[begin DATASET RECORDS]

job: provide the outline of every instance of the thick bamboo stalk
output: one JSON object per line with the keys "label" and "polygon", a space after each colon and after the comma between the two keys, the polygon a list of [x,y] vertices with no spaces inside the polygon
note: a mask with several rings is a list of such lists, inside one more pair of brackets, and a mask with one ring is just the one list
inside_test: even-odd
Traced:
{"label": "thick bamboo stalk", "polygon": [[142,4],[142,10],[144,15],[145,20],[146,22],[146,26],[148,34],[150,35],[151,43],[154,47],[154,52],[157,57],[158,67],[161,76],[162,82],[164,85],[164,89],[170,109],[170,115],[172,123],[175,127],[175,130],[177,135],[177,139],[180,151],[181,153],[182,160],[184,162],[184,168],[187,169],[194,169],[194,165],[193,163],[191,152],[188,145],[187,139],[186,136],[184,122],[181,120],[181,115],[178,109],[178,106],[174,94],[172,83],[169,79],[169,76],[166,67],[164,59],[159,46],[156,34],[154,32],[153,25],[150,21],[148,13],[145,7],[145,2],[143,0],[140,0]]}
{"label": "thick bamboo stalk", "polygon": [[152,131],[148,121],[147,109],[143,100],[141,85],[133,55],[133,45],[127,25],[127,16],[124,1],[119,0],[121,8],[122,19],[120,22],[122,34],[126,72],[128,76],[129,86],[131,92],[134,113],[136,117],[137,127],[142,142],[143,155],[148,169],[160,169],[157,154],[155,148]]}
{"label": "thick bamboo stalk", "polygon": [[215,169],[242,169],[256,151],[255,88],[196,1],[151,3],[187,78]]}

[end DATASET RECORDS]

### YOUR INSTRUCTIONS
Return every line of the data above without changing a single character.

### ANSWER TO THE EXERCISE
job: provide the outline of every instance of the thick bamboo stalk
output: one JSON object per line with the keys "label" and "polygon", a space after each colon and after the comma between the two keys, the polygon a list of [x,y] vertices with no spaces inside the polygon
note: a mask with several rings is a list of such lists, inside one more pair of brackets, and a mask with one ring is just the one list
inside_test: even-odd
Traced:
{"label": "thick bamboo stalk", "polygon": [[142,4],[142,10],[144,15],[145,20],[146,22],[146,26],[148,34],[150,35],[151,43],[154,47],[154,52],[157,57],[158,67],[161,76],[162,82],[164,85],[164,89],[170,109],[170,115],[172,123],[175,127],[175,130],[177,135],[177,139],[180,151],[181,153],[182,160],[184,162],[184,168],[187,169],[194,169],[194,165],[193,163],[191,152],[188,145],[187,139],[186,136],[184,122],[181,120],[181,115],[178,109],[178,106],[174,94],[172,83],[169,79],[169,76],[166,67],[164,59],[159,46],[156,34],[154,32],[153,25],[150,21],[148,13],[145,7],[145,2],[143,0],[140,0]]}
{"label": "thick bamboo stalk", "polygon": [[152,131],[148,121],[147,109],[143,100],[141,85],[133,55],[133,45],[127,25],[127,16],[124,1],[119,0],[121,8],[122,19],[120,22],[122,34],[126,72],[128,76],[129,86],[131,92],[134,113],[136,117],[137,127],[142,142],[143,155],[148,169],[160,169],[157,154],[155,148]]}
{"label": "thick bamboo stalk", "polygon": [[215,169],[242,169],[256,151],[255,88],[196,1],[151,3],[187,78]]}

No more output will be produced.